**Problem statement:**
Reproduce, word for word, the part of the Outlaw of Gor review from "Posted 15 March" up to and including "own Wikipedia page.".

Posted 15 March 2009 in by Catriona

I should make it absolutely clear that, fantasy fan though I am, I wouldn’t normally watch Outlaw of Gor, which is not only based (albeit loosely) on one of John Norman’s novels, but is also so obscure a film that it doesn’t even have its own Wikipedia page.

(It does have an Imdb.com page, though—as does its prequel, simply called Gor.)

The sole reason I watched this is because it was on Mystery Science Theater 3000, which is hard to explain, but does have a Wikipedia page, which offers the best definition of the show:

The series features a man and his robot sidekicks who are trapped on a satellite in space by an evil scientist and forced to watch a selection of terrible movies, especially (but not initially limited to) science fiction B-movies. To keep sane, the man and his robots make a running commentary on the film, making fun of its flaws.

I know: it doesn’t make much sense and may not even sound like fun, but we’re obsessed with it. Having found that a friend was a big fan, we’ve borrowed as many DVDs as possible from her, and in the last six months have watched our way through thirty or so of the worst films ever made.

One of which was Outlaw of Gor, in which I noted the following points.

1. Any film based on John Norman’s Gor books is considerably more fun once the film makers strip out the misogynistic domination fantasies that make up ninety percent of Norman’s plots.

2. Of course, then the film bears next to no resemblance to the actual Gor books.

3. And it still isn’t a great deal of fun, to be honest.

4. If your film is based to any degree on the Gor books—such as, for example, taking the name of Norman’s most frequent protagonist, Tarl Cabot, and setting the story on a planet called Gor—then no one with any degree of familiarity with the books is going to accept that your hero wants nothing better than to outlaw slavery.

5. I’m actually not going to complain—as the people who wrote reviews about this film on imdb.com did—about the fact that the Priest-Kings in this film weren’t actually alien insectoids, because, frankly, I’d rather have Jack Palance in a ridiculous hat than alien insectoids.

Luckily, this film has Jack Palance in a ridiculous hat, making this the third truly awful film in which I have seen Jack Palance—after Hawk the Slayer (the hero is, according to that Wikipedia page, “a hero in the Dark Age, where the Evil ruled the world,” which is the most non-specific sentence ever, despite the proliferation of the definite article) and Angels Revenge (we watched that as part of MST3K. When one of the robot sidekicks watched the camera follow a woman climbing up a ladder, he exclaimed, “Hey, buddy! You’re giving away the plot!” He wasn’t kidding).

**Data extract:**

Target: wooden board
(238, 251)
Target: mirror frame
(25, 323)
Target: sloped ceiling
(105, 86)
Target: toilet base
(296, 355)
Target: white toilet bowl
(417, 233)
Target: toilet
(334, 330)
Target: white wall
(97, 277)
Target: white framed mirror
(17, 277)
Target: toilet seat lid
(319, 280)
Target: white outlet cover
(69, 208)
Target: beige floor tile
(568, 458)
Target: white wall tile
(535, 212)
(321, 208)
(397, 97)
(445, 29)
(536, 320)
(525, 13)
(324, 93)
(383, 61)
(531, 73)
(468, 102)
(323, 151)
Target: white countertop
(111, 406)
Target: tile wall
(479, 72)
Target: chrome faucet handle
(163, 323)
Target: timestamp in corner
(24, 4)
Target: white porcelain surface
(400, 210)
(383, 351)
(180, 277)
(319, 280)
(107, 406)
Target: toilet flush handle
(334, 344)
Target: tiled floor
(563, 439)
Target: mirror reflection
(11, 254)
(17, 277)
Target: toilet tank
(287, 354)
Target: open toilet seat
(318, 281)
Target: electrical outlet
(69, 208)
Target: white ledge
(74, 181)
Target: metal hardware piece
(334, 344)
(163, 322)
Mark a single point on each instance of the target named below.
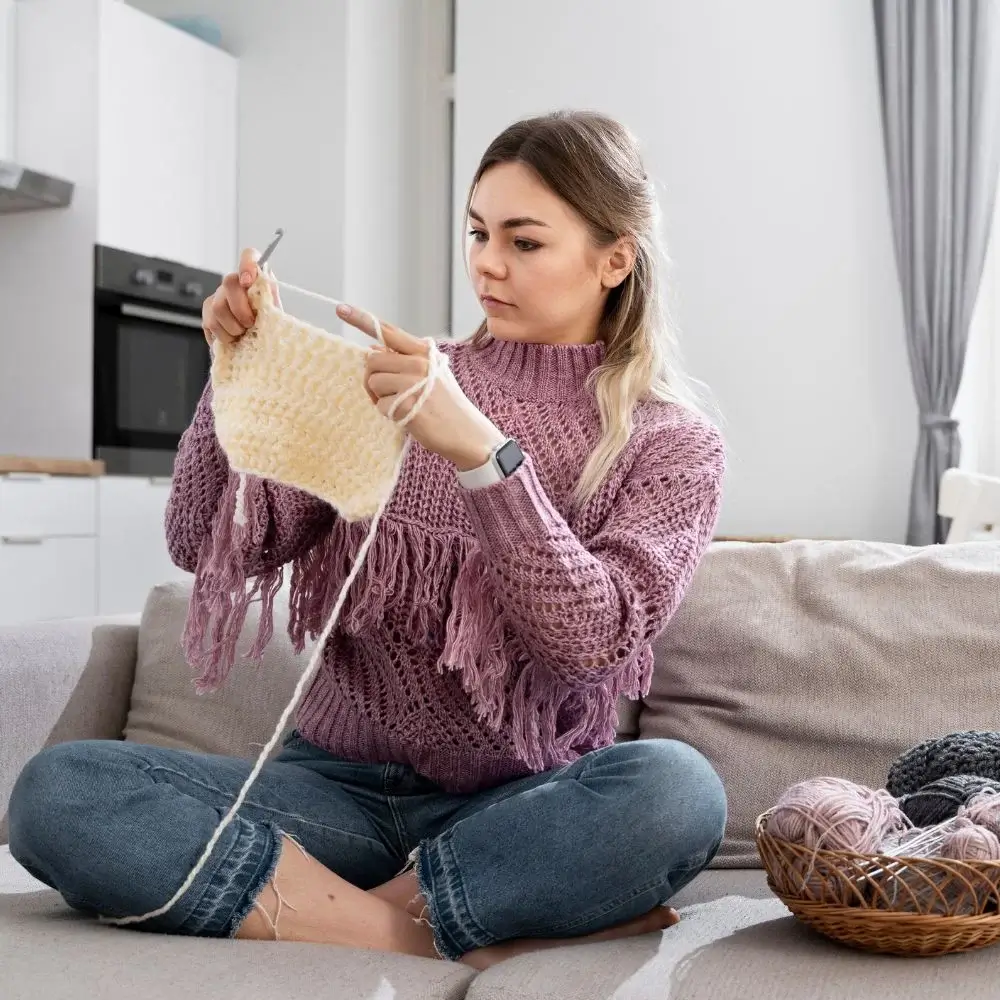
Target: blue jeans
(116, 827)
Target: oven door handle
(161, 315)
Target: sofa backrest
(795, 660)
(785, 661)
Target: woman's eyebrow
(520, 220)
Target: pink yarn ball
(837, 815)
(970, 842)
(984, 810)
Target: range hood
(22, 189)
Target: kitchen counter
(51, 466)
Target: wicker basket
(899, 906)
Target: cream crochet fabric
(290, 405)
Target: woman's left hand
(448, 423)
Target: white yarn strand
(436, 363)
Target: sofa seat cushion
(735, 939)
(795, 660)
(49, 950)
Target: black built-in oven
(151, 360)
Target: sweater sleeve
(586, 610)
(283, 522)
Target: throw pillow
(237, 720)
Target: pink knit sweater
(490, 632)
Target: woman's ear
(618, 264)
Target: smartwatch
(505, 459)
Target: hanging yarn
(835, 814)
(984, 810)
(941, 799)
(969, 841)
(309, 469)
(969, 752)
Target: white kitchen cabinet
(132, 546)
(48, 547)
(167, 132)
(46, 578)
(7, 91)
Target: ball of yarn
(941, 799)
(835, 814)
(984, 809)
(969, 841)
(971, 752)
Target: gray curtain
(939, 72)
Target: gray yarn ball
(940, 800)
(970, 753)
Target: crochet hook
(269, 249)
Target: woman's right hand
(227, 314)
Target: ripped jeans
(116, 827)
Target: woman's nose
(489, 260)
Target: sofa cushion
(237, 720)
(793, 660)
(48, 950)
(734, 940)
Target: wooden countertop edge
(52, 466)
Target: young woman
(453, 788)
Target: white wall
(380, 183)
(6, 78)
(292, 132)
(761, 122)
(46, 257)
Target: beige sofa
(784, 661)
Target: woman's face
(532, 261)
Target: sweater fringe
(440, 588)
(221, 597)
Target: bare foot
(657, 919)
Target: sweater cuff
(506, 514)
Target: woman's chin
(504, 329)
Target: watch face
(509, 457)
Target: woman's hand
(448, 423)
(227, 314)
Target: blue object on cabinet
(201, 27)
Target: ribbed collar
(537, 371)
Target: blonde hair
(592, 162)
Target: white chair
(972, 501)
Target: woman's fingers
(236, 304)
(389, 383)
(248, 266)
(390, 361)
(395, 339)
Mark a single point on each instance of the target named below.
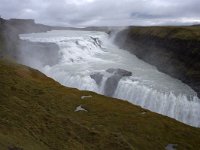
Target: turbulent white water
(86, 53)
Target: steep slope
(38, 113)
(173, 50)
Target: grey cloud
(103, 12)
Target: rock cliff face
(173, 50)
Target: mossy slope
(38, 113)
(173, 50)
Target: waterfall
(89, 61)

--

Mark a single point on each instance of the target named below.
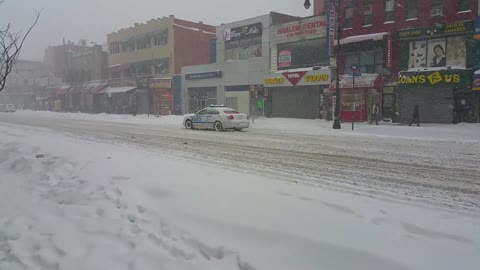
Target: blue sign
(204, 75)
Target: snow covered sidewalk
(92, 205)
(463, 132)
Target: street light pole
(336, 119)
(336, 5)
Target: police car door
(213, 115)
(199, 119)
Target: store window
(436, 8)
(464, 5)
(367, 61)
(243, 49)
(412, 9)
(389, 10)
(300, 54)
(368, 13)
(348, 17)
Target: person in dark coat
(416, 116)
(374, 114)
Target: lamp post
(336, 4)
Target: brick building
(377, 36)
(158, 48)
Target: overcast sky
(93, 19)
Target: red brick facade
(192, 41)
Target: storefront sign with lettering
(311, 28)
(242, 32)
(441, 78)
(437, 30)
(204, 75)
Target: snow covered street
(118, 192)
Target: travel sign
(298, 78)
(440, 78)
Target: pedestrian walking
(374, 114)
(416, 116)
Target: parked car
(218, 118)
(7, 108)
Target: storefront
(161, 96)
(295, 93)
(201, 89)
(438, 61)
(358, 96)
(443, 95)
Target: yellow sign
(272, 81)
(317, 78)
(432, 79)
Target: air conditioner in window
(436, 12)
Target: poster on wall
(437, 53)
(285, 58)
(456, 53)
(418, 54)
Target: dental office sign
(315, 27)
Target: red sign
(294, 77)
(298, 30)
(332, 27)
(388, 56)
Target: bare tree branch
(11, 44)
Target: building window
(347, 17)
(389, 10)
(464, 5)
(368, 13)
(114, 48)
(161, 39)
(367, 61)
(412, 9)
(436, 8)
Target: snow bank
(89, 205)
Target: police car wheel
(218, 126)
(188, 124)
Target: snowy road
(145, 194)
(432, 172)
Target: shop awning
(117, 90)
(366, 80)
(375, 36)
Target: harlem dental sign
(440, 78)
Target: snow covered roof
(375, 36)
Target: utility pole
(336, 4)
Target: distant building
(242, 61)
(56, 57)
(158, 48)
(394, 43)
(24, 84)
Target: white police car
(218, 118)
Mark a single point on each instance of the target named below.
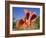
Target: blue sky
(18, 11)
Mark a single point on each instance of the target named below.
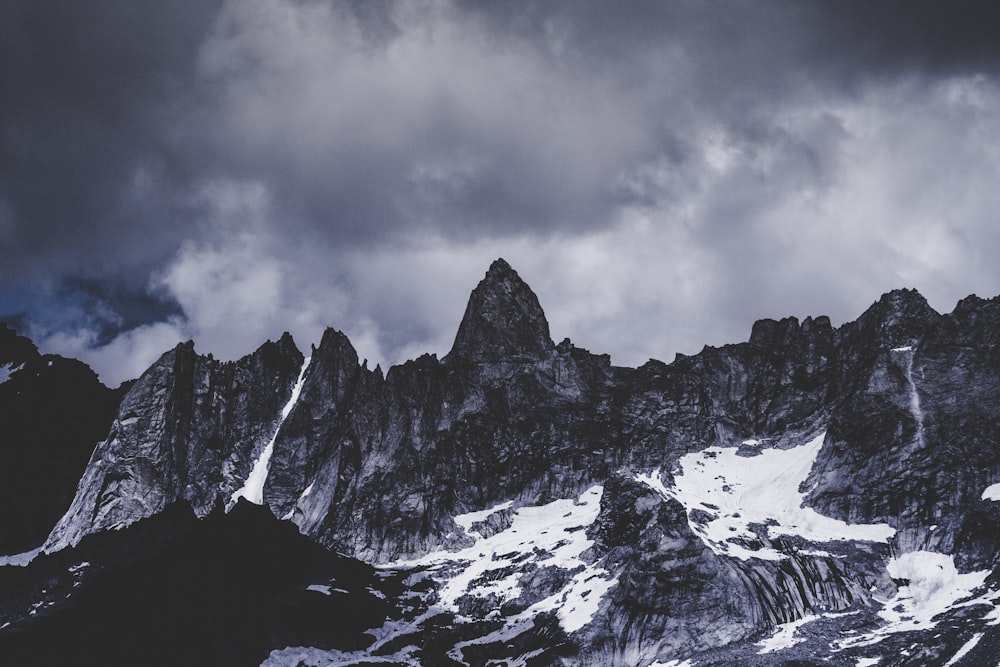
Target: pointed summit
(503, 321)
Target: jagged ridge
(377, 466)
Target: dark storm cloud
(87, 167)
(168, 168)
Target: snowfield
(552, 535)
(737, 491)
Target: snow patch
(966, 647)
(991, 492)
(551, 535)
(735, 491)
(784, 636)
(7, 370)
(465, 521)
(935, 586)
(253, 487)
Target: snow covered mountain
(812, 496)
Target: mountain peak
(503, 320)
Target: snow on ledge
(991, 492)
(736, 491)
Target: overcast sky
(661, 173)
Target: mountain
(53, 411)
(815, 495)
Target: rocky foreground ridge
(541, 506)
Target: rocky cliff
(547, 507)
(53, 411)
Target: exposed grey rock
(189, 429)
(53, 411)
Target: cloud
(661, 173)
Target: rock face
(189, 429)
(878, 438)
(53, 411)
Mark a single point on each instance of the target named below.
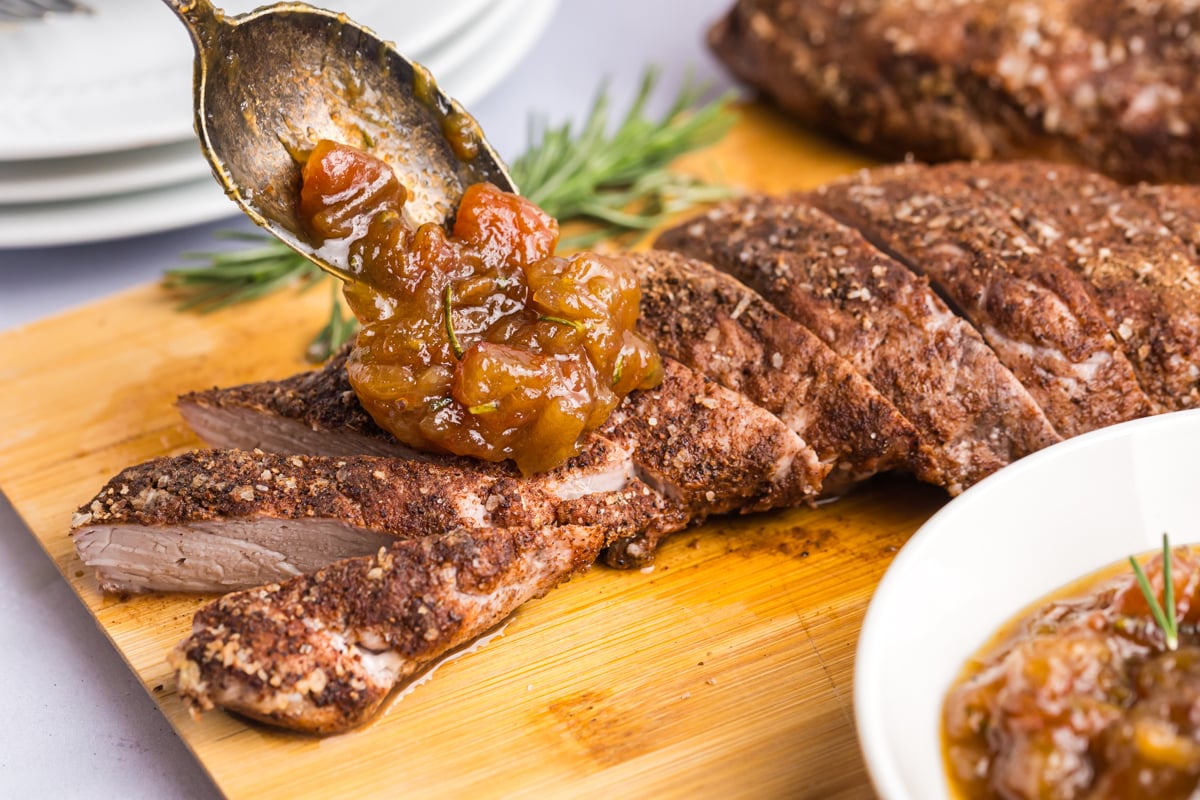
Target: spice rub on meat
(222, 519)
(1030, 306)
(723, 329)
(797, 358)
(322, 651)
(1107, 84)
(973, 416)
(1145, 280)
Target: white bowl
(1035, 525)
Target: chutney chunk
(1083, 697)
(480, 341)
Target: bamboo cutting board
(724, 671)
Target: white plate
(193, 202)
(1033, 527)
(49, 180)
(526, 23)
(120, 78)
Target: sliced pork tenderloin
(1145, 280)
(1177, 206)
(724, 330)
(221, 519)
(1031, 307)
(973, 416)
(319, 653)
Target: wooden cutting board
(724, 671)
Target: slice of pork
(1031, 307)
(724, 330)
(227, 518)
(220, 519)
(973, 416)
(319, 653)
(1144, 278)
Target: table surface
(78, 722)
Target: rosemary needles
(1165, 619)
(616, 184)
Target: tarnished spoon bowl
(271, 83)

**Expected output:**
Posted 15 March 2009 in by Catriona

I should make it absolutely clear that, fantasy fan though I am, I wouldn’t normally watch Outlaw of Gor, which is not only based (albeit loosely) on one of John Norman’s novels, but is also so obscure a film that it doesn’t even have its own Wikipedia page.